Aim of the exercise: Please gather every line in the entries below that contains the string “curly”, matching case exactly, and copy each one out.

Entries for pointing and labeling

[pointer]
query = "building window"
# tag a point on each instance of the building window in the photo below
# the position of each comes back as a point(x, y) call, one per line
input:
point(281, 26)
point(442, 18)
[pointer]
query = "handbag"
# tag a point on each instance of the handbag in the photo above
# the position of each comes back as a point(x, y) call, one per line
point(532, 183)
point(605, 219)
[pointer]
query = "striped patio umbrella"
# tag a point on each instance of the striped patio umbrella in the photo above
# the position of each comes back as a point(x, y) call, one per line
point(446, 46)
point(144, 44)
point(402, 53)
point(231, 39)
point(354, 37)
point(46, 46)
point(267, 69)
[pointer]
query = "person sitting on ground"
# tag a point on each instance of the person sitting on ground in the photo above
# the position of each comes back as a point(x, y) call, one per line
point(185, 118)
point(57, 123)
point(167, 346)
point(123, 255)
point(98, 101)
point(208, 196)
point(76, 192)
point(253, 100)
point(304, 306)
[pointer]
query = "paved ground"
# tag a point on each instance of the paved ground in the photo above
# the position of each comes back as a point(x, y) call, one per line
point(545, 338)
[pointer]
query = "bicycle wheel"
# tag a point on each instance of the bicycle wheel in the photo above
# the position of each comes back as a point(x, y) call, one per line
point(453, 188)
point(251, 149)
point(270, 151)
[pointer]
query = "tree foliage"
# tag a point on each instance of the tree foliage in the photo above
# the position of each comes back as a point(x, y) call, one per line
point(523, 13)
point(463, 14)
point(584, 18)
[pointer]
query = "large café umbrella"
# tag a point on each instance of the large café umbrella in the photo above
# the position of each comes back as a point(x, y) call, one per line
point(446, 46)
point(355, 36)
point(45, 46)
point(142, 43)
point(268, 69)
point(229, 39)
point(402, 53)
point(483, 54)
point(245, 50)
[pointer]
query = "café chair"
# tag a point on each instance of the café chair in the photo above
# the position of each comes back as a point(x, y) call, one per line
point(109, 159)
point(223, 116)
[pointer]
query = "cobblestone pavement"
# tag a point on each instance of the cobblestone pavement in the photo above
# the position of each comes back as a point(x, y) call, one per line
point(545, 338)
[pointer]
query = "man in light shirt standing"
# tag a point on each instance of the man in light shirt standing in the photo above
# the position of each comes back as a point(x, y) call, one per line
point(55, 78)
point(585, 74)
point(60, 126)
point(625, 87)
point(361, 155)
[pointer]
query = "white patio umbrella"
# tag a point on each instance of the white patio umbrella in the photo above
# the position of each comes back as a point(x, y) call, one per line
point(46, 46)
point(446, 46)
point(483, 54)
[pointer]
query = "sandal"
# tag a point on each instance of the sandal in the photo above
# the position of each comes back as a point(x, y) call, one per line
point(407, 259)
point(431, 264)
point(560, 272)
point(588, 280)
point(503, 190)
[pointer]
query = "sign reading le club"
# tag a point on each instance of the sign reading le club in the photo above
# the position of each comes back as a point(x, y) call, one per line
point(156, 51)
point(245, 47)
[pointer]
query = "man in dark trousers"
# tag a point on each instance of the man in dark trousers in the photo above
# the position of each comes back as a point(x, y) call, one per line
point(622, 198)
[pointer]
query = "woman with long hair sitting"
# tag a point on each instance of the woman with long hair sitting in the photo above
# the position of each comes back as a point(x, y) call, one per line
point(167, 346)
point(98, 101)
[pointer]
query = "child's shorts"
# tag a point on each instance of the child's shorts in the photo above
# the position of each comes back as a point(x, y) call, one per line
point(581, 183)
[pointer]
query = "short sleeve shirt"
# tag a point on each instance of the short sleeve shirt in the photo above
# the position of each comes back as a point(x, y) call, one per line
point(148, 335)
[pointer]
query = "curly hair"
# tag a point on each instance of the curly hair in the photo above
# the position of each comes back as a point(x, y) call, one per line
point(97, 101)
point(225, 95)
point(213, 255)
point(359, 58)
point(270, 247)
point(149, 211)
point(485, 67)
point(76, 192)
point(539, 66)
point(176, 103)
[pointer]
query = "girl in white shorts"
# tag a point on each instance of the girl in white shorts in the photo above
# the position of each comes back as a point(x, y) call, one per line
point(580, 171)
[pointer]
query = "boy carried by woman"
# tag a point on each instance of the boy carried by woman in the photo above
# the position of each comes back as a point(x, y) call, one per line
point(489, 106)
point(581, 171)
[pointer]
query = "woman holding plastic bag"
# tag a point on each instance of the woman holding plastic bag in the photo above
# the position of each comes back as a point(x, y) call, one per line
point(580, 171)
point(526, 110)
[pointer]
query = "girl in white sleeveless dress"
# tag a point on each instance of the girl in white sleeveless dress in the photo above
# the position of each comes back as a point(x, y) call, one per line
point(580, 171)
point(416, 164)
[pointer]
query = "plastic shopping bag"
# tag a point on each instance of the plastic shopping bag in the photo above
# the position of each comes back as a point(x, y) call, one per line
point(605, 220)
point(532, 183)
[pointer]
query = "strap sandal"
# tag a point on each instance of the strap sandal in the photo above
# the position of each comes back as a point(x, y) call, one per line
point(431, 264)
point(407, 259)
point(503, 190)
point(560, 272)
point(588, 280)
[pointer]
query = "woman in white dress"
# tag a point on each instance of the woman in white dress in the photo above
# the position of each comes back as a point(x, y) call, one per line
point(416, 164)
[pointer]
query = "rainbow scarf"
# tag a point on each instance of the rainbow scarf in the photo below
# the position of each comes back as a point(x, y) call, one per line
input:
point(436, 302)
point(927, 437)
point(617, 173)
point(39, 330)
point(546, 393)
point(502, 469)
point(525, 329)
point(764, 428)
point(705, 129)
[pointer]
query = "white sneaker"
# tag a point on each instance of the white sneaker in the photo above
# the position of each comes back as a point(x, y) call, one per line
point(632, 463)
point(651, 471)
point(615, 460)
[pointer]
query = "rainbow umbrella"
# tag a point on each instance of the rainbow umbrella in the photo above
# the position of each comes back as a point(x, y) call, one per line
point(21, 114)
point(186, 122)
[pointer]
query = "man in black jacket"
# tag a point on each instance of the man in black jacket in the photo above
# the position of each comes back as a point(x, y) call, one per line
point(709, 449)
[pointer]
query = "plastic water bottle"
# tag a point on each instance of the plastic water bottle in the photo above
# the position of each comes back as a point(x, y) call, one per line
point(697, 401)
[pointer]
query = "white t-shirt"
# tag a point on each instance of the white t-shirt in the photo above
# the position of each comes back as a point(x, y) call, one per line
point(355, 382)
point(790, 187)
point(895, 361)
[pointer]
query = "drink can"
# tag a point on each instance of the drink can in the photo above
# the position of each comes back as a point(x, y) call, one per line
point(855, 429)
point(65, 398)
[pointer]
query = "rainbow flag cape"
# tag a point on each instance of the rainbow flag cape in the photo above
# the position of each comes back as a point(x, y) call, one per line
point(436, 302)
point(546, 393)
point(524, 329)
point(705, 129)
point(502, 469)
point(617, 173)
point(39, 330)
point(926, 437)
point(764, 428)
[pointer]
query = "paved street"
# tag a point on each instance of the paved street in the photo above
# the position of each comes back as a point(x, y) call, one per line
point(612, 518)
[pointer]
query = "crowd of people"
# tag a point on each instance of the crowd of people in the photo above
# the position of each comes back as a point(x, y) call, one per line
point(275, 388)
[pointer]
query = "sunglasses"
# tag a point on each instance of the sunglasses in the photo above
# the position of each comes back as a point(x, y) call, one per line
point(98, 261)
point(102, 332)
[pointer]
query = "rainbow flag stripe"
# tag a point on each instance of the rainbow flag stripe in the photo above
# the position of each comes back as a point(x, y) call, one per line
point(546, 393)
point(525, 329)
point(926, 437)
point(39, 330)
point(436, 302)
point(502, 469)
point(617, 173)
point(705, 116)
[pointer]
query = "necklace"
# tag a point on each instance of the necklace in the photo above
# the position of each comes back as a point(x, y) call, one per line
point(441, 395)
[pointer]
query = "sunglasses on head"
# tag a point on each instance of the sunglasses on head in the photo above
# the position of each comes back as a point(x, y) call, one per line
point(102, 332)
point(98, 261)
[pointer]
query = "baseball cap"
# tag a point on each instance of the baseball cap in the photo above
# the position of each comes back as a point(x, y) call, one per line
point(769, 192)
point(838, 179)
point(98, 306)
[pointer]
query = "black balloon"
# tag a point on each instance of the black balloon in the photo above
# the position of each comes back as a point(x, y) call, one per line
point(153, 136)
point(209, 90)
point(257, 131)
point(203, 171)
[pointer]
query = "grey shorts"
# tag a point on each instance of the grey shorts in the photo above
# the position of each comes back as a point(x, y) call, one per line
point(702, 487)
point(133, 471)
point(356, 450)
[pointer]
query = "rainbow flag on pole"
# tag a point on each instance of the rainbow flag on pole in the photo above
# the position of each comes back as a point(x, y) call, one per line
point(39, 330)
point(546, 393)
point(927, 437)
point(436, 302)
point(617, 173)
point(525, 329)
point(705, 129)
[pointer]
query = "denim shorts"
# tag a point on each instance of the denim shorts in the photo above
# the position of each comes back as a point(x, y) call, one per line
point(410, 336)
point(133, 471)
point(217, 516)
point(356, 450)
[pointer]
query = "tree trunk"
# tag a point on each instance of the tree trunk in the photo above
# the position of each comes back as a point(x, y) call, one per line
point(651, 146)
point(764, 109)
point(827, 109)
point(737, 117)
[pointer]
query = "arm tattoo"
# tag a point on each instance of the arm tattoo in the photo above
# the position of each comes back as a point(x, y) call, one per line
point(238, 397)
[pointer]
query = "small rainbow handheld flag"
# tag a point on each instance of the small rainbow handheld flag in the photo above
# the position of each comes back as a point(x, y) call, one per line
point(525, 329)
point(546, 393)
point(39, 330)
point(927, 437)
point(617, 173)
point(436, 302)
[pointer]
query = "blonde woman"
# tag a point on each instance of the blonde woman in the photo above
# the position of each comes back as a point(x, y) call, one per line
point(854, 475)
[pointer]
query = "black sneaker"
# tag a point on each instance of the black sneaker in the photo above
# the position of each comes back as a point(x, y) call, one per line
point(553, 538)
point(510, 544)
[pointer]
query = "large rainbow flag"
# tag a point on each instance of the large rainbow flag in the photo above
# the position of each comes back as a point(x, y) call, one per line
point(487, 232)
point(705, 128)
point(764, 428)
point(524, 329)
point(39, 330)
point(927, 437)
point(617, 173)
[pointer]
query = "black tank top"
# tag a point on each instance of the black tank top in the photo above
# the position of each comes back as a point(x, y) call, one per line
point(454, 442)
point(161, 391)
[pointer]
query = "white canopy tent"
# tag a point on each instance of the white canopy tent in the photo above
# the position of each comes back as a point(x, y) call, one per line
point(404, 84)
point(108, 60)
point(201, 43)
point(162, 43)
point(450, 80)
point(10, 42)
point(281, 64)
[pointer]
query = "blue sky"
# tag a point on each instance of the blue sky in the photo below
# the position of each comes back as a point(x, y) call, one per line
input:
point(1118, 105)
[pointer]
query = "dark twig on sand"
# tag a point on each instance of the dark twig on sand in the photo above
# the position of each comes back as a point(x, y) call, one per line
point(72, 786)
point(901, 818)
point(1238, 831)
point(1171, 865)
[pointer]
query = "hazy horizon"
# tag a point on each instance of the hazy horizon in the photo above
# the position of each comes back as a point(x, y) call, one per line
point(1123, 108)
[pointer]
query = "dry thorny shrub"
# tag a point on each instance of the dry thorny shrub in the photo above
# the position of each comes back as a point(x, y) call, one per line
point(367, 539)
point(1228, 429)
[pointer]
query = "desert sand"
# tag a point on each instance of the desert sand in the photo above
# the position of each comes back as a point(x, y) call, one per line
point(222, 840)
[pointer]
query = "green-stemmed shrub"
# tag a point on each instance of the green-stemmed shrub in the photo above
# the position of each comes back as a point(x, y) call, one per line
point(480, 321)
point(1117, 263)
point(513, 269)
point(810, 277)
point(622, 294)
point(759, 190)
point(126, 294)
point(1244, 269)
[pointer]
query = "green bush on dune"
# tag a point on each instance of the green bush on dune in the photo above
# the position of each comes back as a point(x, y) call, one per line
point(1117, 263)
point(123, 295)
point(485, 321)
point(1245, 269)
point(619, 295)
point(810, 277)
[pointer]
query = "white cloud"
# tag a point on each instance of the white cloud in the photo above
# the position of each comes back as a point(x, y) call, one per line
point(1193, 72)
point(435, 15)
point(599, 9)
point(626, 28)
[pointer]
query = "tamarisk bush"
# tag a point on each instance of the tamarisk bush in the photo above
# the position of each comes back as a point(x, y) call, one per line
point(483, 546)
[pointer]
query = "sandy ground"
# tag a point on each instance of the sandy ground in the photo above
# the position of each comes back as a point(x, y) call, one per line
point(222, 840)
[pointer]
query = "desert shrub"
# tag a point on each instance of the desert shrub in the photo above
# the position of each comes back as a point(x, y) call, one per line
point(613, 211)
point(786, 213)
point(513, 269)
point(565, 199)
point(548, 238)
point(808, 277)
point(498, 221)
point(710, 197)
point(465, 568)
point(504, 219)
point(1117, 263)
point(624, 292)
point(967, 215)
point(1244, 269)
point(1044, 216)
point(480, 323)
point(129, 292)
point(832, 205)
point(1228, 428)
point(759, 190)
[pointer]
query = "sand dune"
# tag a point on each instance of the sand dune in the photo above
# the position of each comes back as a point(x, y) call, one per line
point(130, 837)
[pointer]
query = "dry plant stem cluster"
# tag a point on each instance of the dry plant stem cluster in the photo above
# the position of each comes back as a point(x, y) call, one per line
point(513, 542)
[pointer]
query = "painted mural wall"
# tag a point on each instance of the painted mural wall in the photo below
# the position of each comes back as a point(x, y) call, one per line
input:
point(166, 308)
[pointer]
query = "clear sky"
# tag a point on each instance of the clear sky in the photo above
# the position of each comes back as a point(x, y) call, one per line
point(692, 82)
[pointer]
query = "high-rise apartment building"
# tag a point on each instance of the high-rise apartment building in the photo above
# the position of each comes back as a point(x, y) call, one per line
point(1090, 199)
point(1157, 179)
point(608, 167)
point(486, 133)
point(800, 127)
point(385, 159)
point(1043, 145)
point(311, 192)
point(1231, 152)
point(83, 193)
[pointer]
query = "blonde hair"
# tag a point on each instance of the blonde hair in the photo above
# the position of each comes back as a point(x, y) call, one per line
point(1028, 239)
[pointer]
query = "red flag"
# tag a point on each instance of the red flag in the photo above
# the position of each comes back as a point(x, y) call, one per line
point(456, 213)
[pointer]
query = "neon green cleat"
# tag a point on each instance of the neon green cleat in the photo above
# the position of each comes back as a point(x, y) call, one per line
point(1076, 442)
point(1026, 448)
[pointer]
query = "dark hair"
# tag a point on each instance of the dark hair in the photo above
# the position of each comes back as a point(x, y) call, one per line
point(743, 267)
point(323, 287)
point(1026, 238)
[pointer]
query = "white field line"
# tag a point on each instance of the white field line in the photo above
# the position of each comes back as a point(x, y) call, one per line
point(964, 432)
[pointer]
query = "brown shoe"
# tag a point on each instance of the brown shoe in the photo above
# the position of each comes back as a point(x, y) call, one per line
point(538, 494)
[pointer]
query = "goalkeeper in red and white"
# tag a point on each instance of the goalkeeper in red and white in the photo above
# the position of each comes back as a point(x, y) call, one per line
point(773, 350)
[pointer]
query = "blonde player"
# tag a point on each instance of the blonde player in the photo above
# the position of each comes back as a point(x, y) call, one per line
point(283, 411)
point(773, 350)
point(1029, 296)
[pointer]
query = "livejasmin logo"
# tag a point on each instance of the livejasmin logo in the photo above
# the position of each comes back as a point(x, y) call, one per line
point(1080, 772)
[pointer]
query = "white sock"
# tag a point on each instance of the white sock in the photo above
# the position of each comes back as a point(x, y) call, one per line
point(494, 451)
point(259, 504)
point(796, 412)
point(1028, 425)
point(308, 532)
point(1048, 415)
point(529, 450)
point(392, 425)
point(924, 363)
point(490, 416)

Task response:
query = "curly hair"
# tag a point on each instance of the curly hair in the photo above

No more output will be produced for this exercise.